→ Task instructions
Convert part of the records below into a Markdown table with the columns Row and Line, giving each line a row number and omitting blank lines. Begin at the line that contains "like [815, 422]." and stop after the line that contains "[348, 1028]".

→ Extracted entries
────

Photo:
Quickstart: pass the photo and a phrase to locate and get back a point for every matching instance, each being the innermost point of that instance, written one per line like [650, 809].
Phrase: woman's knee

────

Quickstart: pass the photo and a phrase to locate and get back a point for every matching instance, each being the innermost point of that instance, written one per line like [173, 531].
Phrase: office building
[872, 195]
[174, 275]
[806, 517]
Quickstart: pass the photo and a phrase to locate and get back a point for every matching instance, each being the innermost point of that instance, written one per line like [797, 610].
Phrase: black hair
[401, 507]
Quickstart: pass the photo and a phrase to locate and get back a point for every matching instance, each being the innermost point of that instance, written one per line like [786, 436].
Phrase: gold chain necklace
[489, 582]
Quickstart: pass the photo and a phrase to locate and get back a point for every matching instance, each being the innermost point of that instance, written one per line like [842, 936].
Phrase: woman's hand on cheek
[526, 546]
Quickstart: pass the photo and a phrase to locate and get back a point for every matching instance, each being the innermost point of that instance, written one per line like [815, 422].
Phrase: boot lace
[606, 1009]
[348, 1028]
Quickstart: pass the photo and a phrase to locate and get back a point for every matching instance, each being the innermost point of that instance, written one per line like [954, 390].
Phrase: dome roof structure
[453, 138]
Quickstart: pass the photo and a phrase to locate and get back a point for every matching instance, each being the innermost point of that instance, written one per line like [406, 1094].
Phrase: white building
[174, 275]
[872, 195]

────

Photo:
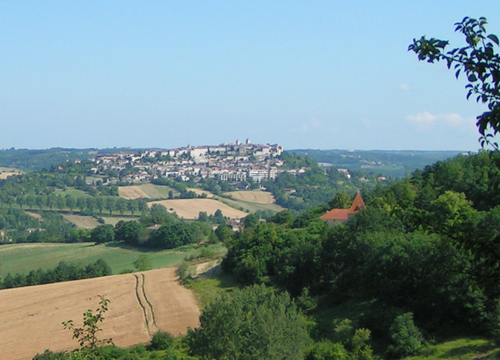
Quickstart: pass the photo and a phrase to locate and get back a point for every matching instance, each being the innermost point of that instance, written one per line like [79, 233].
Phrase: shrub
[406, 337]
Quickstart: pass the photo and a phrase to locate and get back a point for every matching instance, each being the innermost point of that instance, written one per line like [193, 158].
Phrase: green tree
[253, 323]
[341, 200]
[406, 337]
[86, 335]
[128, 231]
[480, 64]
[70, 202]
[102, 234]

────

→ Correct output
| Row | Line |
|---|---|
| 1 | Quickstart: pass the photo and a phrase to locate and get back a point for every matching instance, each being the innermost point of that instance, written one per line like [815, 422]. |
| 2 | Phrase: boot lace |
| 3 | [606, 1009] |
| 4 | [348, 1028] |